» Excerpts from segmentation records:
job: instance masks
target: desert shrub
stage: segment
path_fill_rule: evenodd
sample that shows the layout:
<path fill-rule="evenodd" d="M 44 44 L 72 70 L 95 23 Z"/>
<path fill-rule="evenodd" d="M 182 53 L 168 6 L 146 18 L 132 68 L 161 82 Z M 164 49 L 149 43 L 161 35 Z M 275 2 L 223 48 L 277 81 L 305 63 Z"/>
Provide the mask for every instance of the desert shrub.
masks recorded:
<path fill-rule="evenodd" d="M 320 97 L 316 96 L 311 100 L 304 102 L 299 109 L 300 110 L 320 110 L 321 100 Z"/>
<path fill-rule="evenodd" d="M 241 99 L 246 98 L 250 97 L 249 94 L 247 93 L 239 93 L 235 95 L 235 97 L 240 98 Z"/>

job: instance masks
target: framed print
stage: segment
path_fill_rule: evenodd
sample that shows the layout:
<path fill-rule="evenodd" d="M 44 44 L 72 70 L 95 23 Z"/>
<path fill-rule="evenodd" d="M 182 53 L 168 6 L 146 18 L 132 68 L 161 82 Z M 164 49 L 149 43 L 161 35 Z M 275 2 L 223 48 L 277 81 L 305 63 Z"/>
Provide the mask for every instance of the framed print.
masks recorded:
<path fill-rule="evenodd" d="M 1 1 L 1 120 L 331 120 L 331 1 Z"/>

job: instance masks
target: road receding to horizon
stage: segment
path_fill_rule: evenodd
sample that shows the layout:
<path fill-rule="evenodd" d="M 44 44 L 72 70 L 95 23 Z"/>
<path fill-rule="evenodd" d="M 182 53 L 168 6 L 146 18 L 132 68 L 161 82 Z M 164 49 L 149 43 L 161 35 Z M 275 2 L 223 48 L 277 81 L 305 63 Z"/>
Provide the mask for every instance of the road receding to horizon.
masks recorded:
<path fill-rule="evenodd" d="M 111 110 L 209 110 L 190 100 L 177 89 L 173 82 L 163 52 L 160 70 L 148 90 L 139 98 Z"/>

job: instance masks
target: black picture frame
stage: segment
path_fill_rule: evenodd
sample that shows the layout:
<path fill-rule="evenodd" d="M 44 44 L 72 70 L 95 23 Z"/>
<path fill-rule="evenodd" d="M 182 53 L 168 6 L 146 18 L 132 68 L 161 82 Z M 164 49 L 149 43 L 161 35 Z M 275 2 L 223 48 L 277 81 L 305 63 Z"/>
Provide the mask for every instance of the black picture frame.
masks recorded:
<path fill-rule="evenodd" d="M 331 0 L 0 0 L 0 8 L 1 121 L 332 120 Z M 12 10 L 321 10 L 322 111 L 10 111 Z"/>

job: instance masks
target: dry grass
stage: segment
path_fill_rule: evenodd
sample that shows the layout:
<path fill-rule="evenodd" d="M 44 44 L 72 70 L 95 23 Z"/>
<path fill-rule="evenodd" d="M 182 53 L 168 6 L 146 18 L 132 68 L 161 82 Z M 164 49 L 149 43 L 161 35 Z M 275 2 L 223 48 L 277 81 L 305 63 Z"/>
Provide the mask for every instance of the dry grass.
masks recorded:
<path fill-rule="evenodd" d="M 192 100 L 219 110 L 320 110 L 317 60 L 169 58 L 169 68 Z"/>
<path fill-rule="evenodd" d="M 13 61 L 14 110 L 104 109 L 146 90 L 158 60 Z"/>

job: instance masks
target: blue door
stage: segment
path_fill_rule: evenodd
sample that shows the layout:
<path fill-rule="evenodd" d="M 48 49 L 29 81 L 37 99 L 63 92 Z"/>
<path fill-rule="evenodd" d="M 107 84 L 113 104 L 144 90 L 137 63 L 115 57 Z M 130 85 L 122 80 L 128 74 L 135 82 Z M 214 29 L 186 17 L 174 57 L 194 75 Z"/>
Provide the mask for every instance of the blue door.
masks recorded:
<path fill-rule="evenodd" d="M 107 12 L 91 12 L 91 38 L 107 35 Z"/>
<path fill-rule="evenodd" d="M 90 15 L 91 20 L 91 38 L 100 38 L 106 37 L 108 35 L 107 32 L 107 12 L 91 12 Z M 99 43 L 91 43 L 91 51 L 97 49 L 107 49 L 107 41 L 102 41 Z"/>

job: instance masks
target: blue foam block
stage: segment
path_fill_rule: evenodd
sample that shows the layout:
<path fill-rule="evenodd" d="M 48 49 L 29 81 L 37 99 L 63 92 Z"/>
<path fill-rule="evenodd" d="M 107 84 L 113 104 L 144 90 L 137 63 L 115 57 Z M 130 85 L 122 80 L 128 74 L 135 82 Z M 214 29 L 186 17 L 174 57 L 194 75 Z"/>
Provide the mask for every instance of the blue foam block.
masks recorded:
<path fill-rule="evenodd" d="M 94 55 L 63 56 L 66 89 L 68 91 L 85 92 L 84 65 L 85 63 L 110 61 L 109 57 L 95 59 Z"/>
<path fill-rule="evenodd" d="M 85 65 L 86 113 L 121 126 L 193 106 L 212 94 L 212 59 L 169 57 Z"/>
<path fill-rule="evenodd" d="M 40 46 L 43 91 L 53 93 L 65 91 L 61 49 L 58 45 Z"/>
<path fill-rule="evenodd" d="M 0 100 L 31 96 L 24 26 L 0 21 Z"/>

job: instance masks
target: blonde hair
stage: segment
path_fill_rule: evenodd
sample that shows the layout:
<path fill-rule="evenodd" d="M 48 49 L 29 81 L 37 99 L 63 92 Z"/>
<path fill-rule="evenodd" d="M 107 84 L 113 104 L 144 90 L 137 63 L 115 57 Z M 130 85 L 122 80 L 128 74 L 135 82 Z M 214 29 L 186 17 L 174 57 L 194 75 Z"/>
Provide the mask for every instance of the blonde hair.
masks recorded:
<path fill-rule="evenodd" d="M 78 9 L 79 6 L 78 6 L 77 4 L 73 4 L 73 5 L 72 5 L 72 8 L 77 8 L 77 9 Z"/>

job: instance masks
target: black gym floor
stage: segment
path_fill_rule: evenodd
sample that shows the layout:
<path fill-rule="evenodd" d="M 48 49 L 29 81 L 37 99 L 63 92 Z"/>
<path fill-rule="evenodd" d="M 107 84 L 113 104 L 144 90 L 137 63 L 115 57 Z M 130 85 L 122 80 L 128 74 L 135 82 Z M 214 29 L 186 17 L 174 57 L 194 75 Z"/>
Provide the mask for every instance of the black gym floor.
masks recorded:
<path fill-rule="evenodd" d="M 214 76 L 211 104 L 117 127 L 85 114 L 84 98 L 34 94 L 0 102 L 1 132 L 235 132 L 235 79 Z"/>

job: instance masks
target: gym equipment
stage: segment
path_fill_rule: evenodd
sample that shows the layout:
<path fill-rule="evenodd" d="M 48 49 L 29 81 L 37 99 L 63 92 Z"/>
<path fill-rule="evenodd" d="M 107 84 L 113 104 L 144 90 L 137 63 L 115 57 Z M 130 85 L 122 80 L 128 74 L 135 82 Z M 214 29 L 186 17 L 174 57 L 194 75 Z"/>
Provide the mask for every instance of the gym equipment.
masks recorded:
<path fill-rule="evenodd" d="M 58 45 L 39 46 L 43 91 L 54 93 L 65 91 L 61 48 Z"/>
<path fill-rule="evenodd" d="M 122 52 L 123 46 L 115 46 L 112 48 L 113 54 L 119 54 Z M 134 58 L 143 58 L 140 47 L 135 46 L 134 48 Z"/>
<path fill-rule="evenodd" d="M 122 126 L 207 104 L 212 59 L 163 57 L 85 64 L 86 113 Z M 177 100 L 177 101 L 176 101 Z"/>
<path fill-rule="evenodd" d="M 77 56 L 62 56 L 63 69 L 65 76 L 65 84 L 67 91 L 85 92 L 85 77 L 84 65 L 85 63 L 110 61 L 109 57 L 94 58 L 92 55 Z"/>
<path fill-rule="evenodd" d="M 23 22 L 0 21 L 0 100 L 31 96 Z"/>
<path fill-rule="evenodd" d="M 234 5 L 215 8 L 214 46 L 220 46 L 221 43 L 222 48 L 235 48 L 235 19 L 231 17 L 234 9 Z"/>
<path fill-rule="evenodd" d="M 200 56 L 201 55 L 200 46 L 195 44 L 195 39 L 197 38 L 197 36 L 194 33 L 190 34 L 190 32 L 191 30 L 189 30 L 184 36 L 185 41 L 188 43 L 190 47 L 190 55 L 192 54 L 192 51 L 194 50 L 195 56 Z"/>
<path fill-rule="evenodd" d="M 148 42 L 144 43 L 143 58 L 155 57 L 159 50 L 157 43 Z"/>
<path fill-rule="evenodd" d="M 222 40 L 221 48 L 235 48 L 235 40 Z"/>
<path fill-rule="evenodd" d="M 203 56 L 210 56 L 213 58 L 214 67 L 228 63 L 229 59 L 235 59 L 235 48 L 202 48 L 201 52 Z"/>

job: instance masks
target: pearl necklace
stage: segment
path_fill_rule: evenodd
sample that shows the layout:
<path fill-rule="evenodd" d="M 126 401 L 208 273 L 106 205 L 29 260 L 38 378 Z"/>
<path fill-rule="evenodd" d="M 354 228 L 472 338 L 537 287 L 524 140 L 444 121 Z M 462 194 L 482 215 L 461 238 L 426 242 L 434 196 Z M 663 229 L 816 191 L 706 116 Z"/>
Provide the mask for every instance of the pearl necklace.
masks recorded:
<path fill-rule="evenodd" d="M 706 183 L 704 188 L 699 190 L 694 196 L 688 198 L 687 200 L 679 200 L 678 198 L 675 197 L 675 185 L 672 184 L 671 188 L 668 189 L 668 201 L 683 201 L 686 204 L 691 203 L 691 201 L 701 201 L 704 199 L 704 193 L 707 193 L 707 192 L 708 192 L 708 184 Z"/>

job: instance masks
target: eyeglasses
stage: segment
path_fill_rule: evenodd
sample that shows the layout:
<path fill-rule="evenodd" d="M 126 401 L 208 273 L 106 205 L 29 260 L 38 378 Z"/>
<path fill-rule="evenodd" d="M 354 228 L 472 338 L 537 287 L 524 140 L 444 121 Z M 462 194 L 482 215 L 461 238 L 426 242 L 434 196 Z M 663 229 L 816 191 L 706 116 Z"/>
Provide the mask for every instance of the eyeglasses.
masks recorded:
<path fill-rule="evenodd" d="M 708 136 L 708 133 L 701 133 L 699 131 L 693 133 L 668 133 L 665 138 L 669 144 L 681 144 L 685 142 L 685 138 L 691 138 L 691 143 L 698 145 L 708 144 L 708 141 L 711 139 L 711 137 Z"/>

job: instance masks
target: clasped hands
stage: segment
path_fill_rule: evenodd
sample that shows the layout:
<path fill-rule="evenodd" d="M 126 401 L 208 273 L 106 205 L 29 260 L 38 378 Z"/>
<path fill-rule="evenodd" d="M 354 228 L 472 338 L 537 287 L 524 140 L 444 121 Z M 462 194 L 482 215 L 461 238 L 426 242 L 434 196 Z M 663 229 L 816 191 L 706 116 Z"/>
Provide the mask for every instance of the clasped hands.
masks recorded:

» Instructions to follow: Format the lines from the very first one up to and including the line with "111 110 L 209" as a Markdown table with the columns No. and Line, skipping any blank lines.

» Solution to this problem:
| No. | Line |
|---|---|
| 1 | job: instance masks |
| 2 | target: desert shrub |
| 3 | stage: segment |
| 4 | path_fill_rule: evenodd |
| 5 | sample that shows the layout: |
| 6 | <path fill-rule="evenodd" d="M 44 44 L 72 70 L 95 23 Z"/> |
| 7 | <path fill-rule="evenodd" d="M 182 53 L 168 6 L 146 18 L 132 68 L 161 82 Z M 164 49 L 149 43 L 161 35 Z M 275 2 L 223 48 L 277 81 L 305 63 Z"/> |
| 8 | Provide the mask for every instance of the desert shrub. |
| 9 | masks recorded: |
| 10 | <path fill-rule="evenodd" d="M 320 97 L 316 96 L 311 100 L 304 102 L 299 109 L 300 110 L 320 110 L 321 100 Z"/> |
| 11 | <path fill-rule="evenodd" d="M 241 99 L 246 98 L 250 97 L 249 94 L 247 93 L 239 93 L 235 95 L 235 97 L 240 98 Z"/> |
| 12 | job: instance masks |
| 13 | target: framed print |
| 14 | stage: segment |
| 15 | path_fill_rule: evenodd |
| 16 | sample that shows the layout: |
| 17 | <path fill-rule="evenodd" d="M 44 44 L 72 70 L 95 23 Z"/> |
| 18 | <path fill-rule="evenodd" d="M 182 53 L 168 6 L 146 18 L 132 68 L 161 82 Z M 164 49 L 149 43 L 161 35 Z M 275 2 L 223 48 L 277 81 L 305 63 Z"/> |
| 19 | Provide the mask for every instance of the framed print. |
| 20 | masks recorded: |
| 21 | <path fill-rule="evenodd" d="M 1 1 L 1 120 L 331 120 L 331 1 Z"/> |
| 22 | job: instance masks |
| 23 | target: road receding to horizon |
| 24 | stage: segment |
| 25 | path_fill_rule: evenodd |
| 26 | sample that shows the layout: |
| 27 | <path fill-rule="evenodd" d="M 44 44 L 72 70 L 95 23 Z"/> |
| 28 | <path fill-rule="evenodd" d="M 182 53 L 168 6 L 146 18 L 132 68 L 161 82 Z M 164 49 L 149 43 L 161 35 Z M 275 2 L 223 48 L 277 81 L 305 63 Z"/> |
| 29 | Provide the mask for every instance of the road receding to horizon. |
| 30 | masks recorded: |
| 31 | <path fill-rule="evenodd" d="M 111 110 L 209 110 L 190 100 L 177 89 L 173 82 L 163 52 L 160 70 L 148 90 L 139 98 Z"/> |